Stated goal = Turn the data below into a numbered list with one line per item, leaving out blank lines and the pictures.
§
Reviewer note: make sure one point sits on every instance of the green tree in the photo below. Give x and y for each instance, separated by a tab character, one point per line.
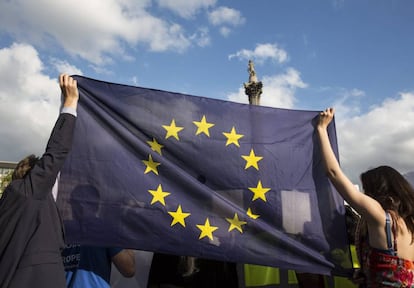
4	181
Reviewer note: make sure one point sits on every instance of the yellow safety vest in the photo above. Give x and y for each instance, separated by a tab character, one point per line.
256	276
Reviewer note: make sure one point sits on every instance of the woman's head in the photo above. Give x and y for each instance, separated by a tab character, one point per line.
§
Task result =
1. Reviewer note: make sure one point sits on every instance of the green tree in the photo below. Give x and y for each instance, separated by a tab character, one point per line.
2. 4	181
3. Reviewer note: make sure one point sits on every instance of the yellow safety vest in the photo above. Give x and y for each instance, separated by a tab character, one point per line.
4. 256	276
5. Reviewer note: make sure one point sits on every instance of the woman's head in the photo above. Give x and y for each instance, separated by a tab character, one point per line.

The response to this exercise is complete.